Task instructions
• a. From the piece on Episalvan's US patent, list the qualities that the three Phase III clinical trials showed Episalvan to have in partial thickness wounds.
• b. Write the next part of the piece about Episalvan's US patent, picking up after its final sentence.

Document extract

=== Section Start ===

Patent granted in US
Amryt has been granted a US patent for its lead drug, Episalvan, for use in the treatment of Epidermolysis Bullosa (EB), which will provide marketing protection until 2030. Episalvan has already been granted a patent in Europe which expires in 2030. These patents add further protection to the company’s growing family of patents. In January 2016, Episalvan also received EMA regulatory approval for its use in the treatment of partial thickness wounds.
Episalvan is known to have anti-microbial and anti-inflammatory effects and is able to enhance the healing process of the skin. A key feature of the formulation of Episalvan is that it provides an important air and water barrier to the wound. The product not only increases wound healing but also forms a barrier between the wound and the dressings. This significantly reduces the opportunity for dressings to stick to the wound and damage the skin, which is a common and painful occurrence for EB sufferers.
In three Phase III clinical trials, Episalvan has been shown to be safe, efficacious and well tolerated in partial thickness wounds.

=== Section End ===

Data listing

=== Section Start ===

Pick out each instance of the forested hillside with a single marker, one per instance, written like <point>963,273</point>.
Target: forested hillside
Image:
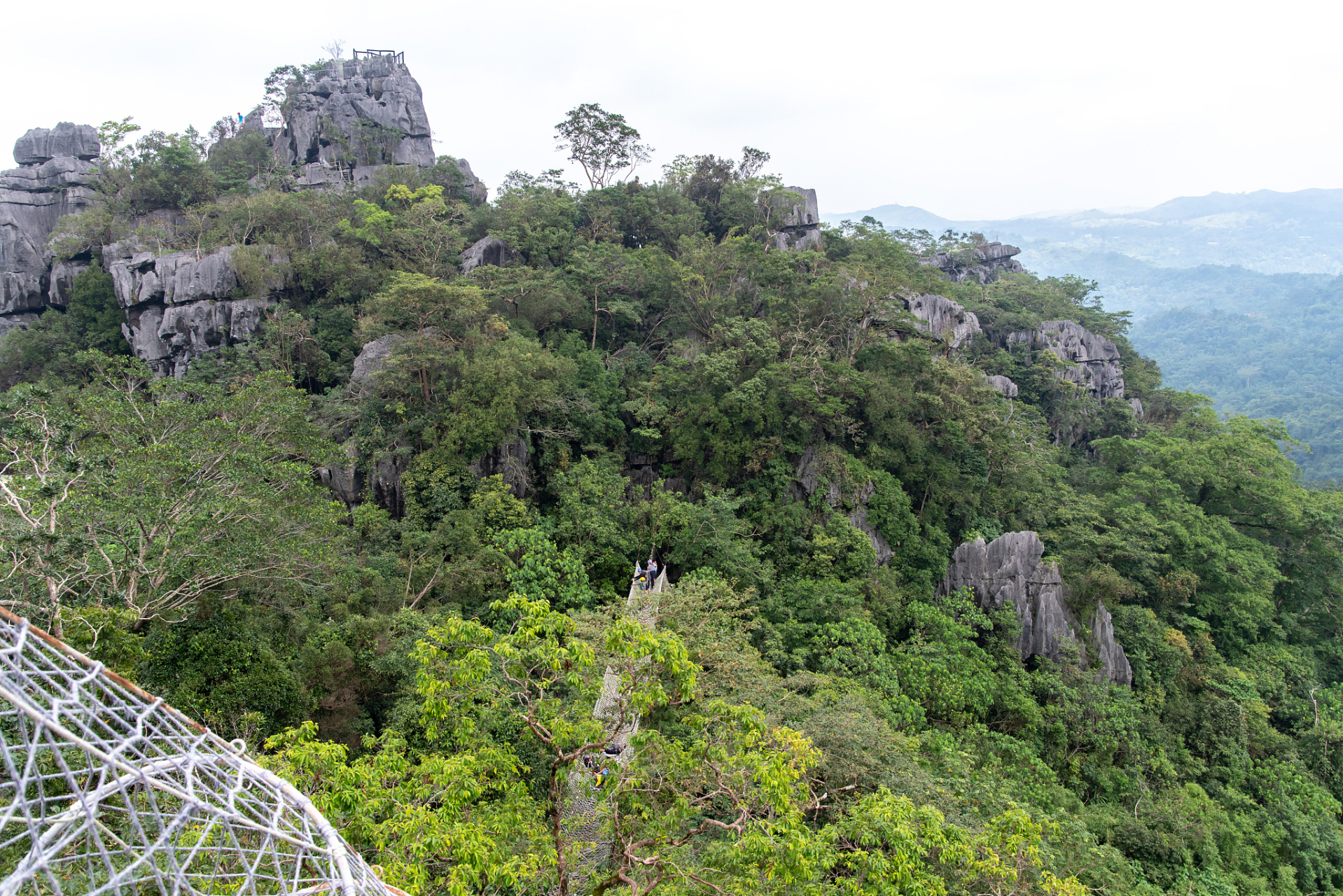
<point>386,536</point>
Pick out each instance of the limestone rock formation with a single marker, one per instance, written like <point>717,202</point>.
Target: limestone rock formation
<point>986,262</point>
<point>1005,386</point>
<point>180,307</point>
<point>344,481</point>
<point>1010,568</point>
<point>41,144</point>
<point>801,220</point>
<point>51,181</point>
<point>374,356</point>
<point>488,250</point>
<point>1094,360</point>
<point>510,460</point>
<point>1113,662</point>
<point>945,318</point>
<point>807,475</point>
<point>356,113</point>
<point>473,186</point>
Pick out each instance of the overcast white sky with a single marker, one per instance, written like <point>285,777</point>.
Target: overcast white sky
<point>971,111</point>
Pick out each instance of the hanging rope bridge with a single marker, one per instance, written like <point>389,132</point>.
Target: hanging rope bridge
<point>106,789</point>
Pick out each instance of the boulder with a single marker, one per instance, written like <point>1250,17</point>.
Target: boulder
<point>986,262</point>
<point>374,356</point>
<point>1092,360</point>
<point>1010,568</point>
<point>800,219</point>
<point>51,181</point>
<point>488,250</point>
<point>1003,386</point>
<point>355,115</point>
<point>1113,662</point>
<point>66,139</point>
<point>945,318</point>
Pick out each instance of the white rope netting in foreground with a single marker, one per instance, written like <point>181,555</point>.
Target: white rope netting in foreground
<point>106,789</point>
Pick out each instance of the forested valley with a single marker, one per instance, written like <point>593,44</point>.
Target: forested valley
<point>401,580</point>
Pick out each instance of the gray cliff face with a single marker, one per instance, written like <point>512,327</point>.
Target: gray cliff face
<point>801,220</point>
<point>807,473</point>
<point>51,181</point>
<point>1113,659</point>
<point>510,460</point>
<point>945,318</point>
<point>1010,568</point>
<point>374,356</point>
<point>1005,386</point>
<point>488,250</point>
<point>180,307</point>
<point>986,262</point>
<point>1095,359</point>
<point>356,113</point>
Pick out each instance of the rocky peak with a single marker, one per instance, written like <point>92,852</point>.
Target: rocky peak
<point>1092,360</point>
<point>801,219</point>
<point>945,318</point>
<point>51,181</point>
<point>356,113</point>
<point>1012,568</point>
<point>984,262</point>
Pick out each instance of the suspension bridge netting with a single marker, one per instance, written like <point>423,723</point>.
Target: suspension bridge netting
<point>106,789</point>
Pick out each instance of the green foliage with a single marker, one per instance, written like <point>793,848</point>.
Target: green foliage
<point>648,377</point>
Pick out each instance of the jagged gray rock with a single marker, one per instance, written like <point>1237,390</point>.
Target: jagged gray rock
<point>510,460</point>
<point>986,262</point>
<point>807,473</point>
<point>51,181</point>
<point>1010,568</point>
<point>488,250</point>
<point>181,307</point>
<point>344,481</point>
<point>1113,662</point>
<point>475,187</point>
<point>1094,359</point>
<point>1005,386</point>
<point>374,356</point>
<point>66,139</point>
<point>945,318</point>
<point>356,113</point>
<point>801,219</point>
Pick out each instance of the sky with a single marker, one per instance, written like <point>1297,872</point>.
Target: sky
<point>971,111</point>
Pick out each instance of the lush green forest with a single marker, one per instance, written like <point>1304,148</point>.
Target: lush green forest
<point>425,662</point>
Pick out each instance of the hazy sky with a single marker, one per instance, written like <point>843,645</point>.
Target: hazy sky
<point>970,111</point>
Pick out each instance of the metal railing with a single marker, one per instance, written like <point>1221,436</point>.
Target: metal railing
<point>398,58</point>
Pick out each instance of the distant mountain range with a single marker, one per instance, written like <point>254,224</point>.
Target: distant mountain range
<point>1236,296</point>
<point>1265,232</point>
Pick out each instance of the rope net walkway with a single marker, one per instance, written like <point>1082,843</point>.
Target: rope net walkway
<point>106,789</point>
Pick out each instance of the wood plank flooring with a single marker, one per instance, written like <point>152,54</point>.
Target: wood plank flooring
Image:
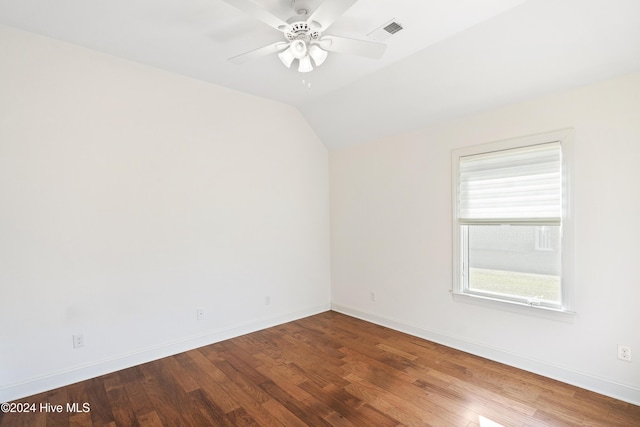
<point>326,370</point>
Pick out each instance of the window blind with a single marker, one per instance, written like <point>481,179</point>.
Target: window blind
<point>520,185</point>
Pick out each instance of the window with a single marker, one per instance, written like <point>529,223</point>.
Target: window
<point>512,225</point>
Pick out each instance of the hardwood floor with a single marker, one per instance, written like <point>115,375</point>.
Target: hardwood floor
<point>325,370</point>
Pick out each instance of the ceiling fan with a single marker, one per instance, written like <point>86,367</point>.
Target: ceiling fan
<point>304,39</point>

=== Section End ===

Task-by-task results
• a. Safe, efficacious, and well tolerated.

• b.
Epidermolysis bullosa

EB is a rare genetic skin disorders that affects an estimated 1 in 17,000 live births. EB occurs when structural key proteins of the skin that anchor the different skin layers to each other, are missing. This causes friction, ultimately blisters, shears and burn-like pain. The condition is always painful, disabling and life threatening and could be fatal in infancy in its most severe forms. People enduring EB suffer from itching and have hard-to heal-wounds. Children affected by this condition are called butterfly children, reflecting the fragility of their skin, as delicate as the butterfly’s wings. We estimate that the global addressable EB market is worth $1.37bn.
Types of epidermolysis bullosa
There are a number of variants within three different types of EB – Simplex (EBS), Dystrophic (DEB), and Junctional (JEB) – with severity increasing with each type. Simplex EB is the most common and least severe and occurs in an estimated 70% of cases. In contrast Junctional EB is very severe and results in low life expectancy, but is extremely rare. Amryt is targeting all three types, but expects greater use of Episalvan for the more severe types.
There is no cure for EB. The standard of care is to use bandaging/dressings in an attempt to protect the skin and prevent friction which leads to blisters, and to prevent infection. Bandaging is changed every 3-4 days and in some severe cases might involve hours of laborious and painful work. The aim of currently available treatments is to prevent complications, help the itching, and ease the pain.
Pivotal Phase III clinical trials in EU and US
Amryt is in discussion with EU and US regulatory bodies in order to have its pivotal Phase III trial protocol in the treatment of EB suffering patients accepted.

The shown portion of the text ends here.